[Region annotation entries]

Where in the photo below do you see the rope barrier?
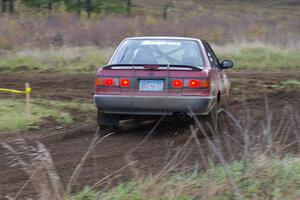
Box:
[0,88,32,94]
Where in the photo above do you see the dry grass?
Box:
[2,98,300,200]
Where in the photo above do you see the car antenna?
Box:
[166,62,170,95]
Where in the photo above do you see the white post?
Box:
[25,83,31,118]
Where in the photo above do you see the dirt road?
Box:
[0,71,300,199]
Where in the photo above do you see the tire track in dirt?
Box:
[0,71,300,199]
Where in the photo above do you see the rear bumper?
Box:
[94,95,216,115]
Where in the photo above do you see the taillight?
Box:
[172,79,183,88]
[120,78,130,87]
[95,78,119,87]
[189,80,200,88]
[184,79,209,88]
[104,78,114,86]
[95,78,103,86]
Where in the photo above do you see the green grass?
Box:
[216,44,300,70]
[0,47,110,74]
[0,99,94,131]
[75,157,300,200]
[273,79,300,88]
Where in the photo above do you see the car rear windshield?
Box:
[110,39,203,66]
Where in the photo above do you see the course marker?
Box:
[0,83,32,118]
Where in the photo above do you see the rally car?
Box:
[94,37,233,132]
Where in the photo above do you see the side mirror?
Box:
[221,60,233,69]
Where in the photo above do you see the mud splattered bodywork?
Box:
[94,37,232,126]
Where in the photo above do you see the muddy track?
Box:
[0,71,300,199]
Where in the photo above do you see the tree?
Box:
[8,0,14,13]
[85,0,93,18]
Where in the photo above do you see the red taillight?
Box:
[189,80,200,88]
[184,79,209,88]
[105,78,114,86]
[95,78,103,86]
[172,79,183,88]
[120,79,130,87]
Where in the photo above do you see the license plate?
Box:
[139,80,164,92]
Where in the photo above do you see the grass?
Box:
[215,43,300,70]
[74,157,300,200]
[0,47,110,74]
[273,79,300,88]
[0,99,93,131]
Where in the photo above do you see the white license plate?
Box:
[139,80,164,92]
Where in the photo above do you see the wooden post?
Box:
[25,83,31,118]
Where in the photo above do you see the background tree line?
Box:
[0,0,132,17]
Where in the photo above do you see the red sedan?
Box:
[94,37,233,132]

◆ **WHAT IS NEEDED**
Copy out the lines verbatim, starting at the line that contains "Where in the photo above do you see the rally" and stopping after the line that contains "[94,37,232,126]".

◆ **THE REPLY**
Where in the photo above do you see the rally car?
Box:
[94,37,233,132]
Where in the photo above do you see the side mirror?
Box:
[221,60,233,69]
Where in the photo above do you see the mud splattered bodywork?
Box:
[94,37,232,126]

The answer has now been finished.